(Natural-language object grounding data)

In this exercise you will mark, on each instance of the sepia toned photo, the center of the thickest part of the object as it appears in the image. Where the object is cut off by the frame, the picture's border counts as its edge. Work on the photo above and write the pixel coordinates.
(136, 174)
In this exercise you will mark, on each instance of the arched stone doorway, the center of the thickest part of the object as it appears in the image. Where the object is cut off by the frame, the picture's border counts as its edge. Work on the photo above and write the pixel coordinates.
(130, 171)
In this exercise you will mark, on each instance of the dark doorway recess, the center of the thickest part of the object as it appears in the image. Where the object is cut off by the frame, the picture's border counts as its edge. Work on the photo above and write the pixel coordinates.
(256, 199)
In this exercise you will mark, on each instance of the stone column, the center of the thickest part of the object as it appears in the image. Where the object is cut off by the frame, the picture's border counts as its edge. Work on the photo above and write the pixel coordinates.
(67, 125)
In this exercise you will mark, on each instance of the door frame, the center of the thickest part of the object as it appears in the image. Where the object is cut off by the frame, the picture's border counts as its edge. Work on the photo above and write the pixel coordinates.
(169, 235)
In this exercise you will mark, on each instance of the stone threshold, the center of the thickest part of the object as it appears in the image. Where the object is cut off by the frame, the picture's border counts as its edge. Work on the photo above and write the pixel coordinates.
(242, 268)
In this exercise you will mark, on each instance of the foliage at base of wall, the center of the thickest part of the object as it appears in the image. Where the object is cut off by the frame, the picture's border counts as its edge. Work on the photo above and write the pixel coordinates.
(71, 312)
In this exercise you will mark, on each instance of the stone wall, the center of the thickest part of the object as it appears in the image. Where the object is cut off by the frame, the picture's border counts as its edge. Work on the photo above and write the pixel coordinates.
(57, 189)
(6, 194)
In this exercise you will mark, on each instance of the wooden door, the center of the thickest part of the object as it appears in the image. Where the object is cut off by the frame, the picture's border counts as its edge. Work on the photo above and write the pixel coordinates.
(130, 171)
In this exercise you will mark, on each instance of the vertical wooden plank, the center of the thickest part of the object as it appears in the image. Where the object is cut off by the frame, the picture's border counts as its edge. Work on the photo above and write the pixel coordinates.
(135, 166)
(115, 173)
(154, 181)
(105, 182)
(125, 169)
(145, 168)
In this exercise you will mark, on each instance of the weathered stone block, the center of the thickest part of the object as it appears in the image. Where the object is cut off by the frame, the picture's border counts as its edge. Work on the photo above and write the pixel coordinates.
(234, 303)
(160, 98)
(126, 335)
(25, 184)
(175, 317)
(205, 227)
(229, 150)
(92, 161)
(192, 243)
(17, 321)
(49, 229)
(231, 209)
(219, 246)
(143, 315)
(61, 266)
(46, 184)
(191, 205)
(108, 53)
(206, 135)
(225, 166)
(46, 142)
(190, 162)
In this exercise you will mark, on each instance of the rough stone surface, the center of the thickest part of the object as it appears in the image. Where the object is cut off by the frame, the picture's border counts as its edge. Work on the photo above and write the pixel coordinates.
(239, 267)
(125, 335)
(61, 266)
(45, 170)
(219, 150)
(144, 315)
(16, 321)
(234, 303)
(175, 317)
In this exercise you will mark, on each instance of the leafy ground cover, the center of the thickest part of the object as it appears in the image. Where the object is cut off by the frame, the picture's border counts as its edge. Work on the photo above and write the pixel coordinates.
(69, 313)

_WHAT IS NEEDED_. Transcribe every record above word for word.

_RESPONSE TO THIS EXERCISE_.
In this exercise you will mark, on each instance of the sepia toned photo, the center of the thickest part of the object as it appears in the image. Where the object is cut off by the frame, the picture's border counts as its edge. Work on the photo above and write the pixel coordinates.
(136, 174)
In this exercise you will mark, on each instance of the arched stone doorway, the center of the thickest part of the object as it appears in the image. Where the object is cut off by the frame, the picture's border counts as its edge. Work on the photo above and write the pixel coordinates.
(130, 171)
In this exercise you will mark, on each instance of the dark doorway recess, the center of the thickest part of the object as it appears in the image. Where the object is cut off by the frame, the picture's border counts as its edge. Work on the photo above and write the pixel coordinates.
(256, 199)
In this exercise you will mark, on each instance of the stone column, the center of the thickest part of the object as it appears in the image. Where the object is cut off by the frame, the picture's border counts as its edge. Work on the photo above and write the pixel coordinates.
(67, 125)
In this exercise you will mark, on each instance of the door frame, the center of the thickest part of the object as it appears in the image. Where the object is cut off by the frame, the picture's border counts as its edge. Work on the photo above and write the pixel coordinates.
(169, 235)
In this exercise you will mark, on each instance of the stone threshold, the center of the thickest part of the object as it appears in the image. Where the object is cut off by the frame, the picture's border counts as its edge. Work on the photo above and write the pixel coordinates.
(242, 268)
In this exercise you will mark, on each instance of the foliage at base of wall, the center of the thickest part of the object as it appears in the image. Where the object is cut off by the frame, the picture's border counts as its edge. Work on the photo above and write the pixel coordinates.
(71, 312)
In this exercise you will mark, on each instance of the stone wall, the center of the thickest part of the object as it appears in the image. Where the object is cut off by the frame, the picture's border counts as its edge. Work on the photo above and write the pixel coordinates.
(57, 189)
(6, 194)
In this exercise you will mark, on each instance of the wooden door, the center of the thickest part of the object as it appears in the image. Where the object is cut off by the frame, the picture's border counts as its edge. Work on the photo above and write the pixel coordinates.
(130, 171)
In this exercise you will mark, on each instance of the vertical wooden plank, the center of the thickest part of the object as it appears in the image. Where the object is cut off by the frame, the picture's border counts as its edge. Work on the photo above and write the pixel coordinates.
(135, 166)
(115, 173)
(154, 181)
(105, 182)
(125, 169)
(145, 168)
In this exercise you will mark, on each instance of the weathered stone block, the center of the thickest part of the object as it appears in the image. Where the object is cut off by the frame, the picture's border counts as its edge. Work on the photo above and write the pixel coordinates.
(234, 303)
(160, 98)
(126, 335)
(25, 184)
(175, 317)
(205, 227)
(229, 150)
(92, 161)
(192, 243)
(17, 321)
(49, 229)
(231, 209)
(219, 246)
(143, 315)
(61, 266)
(46, 184)
(191, 205)
(108, 53)
(206, 135)
(225, 166)
(46, 142)
(190, 162)
In this exercise you will mark, on each instance of the rough stone surface, the center of the thickest part of the object as it appears in the image. Where the object is cut off by the frame, the picture's border counts as its edge. Work on the photo above and write the pixel coordinates.
(239, 267)
(125, 335)
(61, 266)
(45, 170)
(219, 150)
(144, 315)
(16, 321)
(234, 303)
(175, 317)
In this exercise you will mark, on each instance of the leafy ground cover, the center of the thickest part of the object as it appears in the image. Where the object is cut off by the frame, the picture's border counts as its edge. Work on the photo above and write the pixel coordinates.
(69, 313)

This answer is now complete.